§ **TEXT SECTION**:
# # # #

When the Old Life Ends a New Life Must Begin

Patricia Pedross

 
© Copyright 2018 by Patricia Pedross


 

Photo of a temple in Bali.


One o'clock in the morning and I found myself to be wide awake, even after a 25 hour journey during which I had hardly slept, choosing to indulge in watching one movie after another instead. The city was still bustling even at this hour and I craned my neck trying to get a look at the enormous statues which hovered above us. They were at the centre of the many roundabouts we navigated and my head spun left and right as my attention was caught by what I was later to realize were the many shrines along the way.

I had felt little curiosity about my trip to Bali. The devastating events of the early part of the year had left me bruised and battered and I survived, as many others have done, by taking 'just one day at a time'. We had retired to Nova Scotia, built a new home and found ourselves living in a warm and welcoming community. Life was perfect. We were living our dream.
A few months earlier, when my middle son suggested I spend the whole of August with him and his family. I was only too happy to accept and was whisked off to Mexico for two weeks and then on to Innsbruck in Austria, where they lived and where I had spent most of my life and still have family and friends.

My three grandchildren were just the distraction I needed as we spent the first week relaxing in a beautiful hotel on the beach. Then we spend several days touring the Yukatan where we stayed in the most beautiful haciendas, visited Chichen Itzu, climbed pyramids and learnt much about the Maya Civilization. I soon realized that the children's presence happily saved us from hearing the more gruesome details.

We crossed by ferry to the idyllic island of Holbox. Very few cars are to be seen, instead golf carts are the preferred method of travel around this quiet and beautiful island.

# # # #

According to the travel memoir above, what is the preferred way of getting around the island of Holbox?

# # # #

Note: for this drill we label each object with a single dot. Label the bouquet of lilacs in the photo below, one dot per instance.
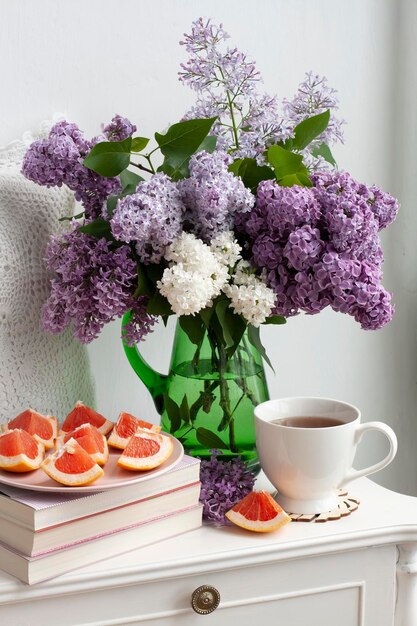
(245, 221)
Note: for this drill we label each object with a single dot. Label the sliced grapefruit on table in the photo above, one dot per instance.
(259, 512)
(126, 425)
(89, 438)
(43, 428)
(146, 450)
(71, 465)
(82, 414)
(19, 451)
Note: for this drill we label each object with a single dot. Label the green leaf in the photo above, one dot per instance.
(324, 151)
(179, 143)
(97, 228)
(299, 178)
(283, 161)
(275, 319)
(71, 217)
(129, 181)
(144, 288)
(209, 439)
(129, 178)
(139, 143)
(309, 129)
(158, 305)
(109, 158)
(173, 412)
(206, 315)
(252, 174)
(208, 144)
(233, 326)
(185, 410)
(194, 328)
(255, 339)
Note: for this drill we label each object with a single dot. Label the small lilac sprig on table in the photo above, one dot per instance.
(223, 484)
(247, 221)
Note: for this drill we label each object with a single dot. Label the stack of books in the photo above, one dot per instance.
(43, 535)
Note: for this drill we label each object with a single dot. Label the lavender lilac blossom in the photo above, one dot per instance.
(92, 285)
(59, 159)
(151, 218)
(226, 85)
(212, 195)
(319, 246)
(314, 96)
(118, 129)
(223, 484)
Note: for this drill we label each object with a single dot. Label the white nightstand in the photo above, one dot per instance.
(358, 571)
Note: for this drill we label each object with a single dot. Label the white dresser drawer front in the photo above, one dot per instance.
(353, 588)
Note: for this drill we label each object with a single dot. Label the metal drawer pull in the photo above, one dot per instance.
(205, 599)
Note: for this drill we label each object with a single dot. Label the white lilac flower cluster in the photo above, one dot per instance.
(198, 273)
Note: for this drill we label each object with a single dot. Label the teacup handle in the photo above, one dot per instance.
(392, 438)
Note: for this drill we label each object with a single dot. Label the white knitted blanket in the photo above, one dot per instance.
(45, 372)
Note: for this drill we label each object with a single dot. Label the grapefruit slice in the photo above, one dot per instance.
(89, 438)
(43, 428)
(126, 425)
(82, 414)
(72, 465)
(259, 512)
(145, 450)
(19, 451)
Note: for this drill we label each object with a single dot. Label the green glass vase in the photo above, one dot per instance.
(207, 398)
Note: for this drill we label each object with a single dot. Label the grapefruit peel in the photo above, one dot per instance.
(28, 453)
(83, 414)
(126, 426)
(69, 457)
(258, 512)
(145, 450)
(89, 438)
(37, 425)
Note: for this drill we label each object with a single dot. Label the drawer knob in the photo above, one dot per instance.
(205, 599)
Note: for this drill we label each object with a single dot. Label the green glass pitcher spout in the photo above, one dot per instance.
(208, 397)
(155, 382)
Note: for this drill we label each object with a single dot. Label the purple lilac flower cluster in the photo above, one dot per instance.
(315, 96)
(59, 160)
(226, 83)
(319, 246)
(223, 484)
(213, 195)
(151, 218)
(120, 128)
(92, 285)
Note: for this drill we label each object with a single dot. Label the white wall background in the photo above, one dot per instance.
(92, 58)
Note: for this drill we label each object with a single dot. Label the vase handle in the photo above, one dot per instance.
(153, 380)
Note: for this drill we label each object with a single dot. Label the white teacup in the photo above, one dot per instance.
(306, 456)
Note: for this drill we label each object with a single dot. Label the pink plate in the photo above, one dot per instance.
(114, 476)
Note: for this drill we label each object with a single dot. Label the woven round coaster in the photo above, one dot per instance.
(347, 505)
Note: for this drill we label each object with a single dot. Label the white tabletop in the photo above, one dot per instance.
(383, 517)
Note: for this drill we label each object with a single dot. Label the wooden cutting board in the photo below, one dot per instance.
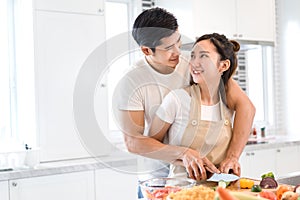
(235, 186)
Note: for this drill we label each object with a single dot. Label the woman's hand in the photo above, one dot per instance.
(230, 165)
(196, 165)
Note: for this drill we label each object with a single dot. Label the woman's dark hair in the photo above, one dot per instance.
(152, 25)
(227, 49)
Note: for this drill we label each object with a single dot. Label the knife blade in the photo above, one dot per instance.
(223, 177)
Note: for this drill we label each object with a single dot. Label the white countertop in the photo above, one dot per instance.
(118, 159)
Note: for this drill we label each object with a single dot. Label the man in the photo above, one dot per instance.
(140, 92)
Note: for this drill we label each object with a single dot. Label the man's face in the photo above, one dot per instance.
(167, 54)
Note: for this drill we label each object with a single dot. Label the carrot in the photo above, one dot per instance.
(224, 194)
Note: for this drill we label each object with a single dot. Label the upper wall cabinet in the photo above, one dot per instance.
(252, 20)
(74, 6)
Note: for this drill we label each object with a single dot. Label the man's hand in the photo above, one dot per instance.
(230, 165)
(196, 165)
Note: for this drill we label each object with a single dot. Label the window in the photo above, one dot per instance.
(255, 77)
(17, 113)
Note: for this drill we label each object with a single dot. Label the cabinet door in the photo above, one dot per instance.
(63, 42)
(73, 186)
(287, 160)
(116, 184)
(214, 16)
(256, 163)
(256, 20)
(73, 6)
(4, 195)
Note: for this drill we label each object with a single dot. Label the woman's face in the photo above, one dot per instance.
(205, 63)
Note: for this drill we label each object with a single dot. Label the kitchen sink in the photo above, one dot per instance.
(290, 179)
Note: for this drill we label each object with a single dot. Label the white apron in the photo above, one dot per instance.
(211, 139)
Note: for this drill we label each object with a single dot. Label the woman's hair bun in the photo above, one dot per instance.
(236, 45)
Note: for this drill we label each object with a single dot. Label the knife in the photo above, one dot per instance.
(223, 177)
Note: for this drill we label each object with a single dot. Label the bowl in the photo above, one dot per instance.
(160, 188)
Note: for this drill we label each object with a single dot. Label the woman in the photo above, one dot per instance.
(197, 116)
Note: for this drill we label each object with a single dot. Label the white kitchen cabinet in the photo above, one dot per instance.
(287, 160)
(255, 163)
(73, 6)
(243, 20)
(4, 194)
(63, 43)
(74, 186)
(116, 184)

# # # #

§ **WRITTEN ANSWER**: Golf carts.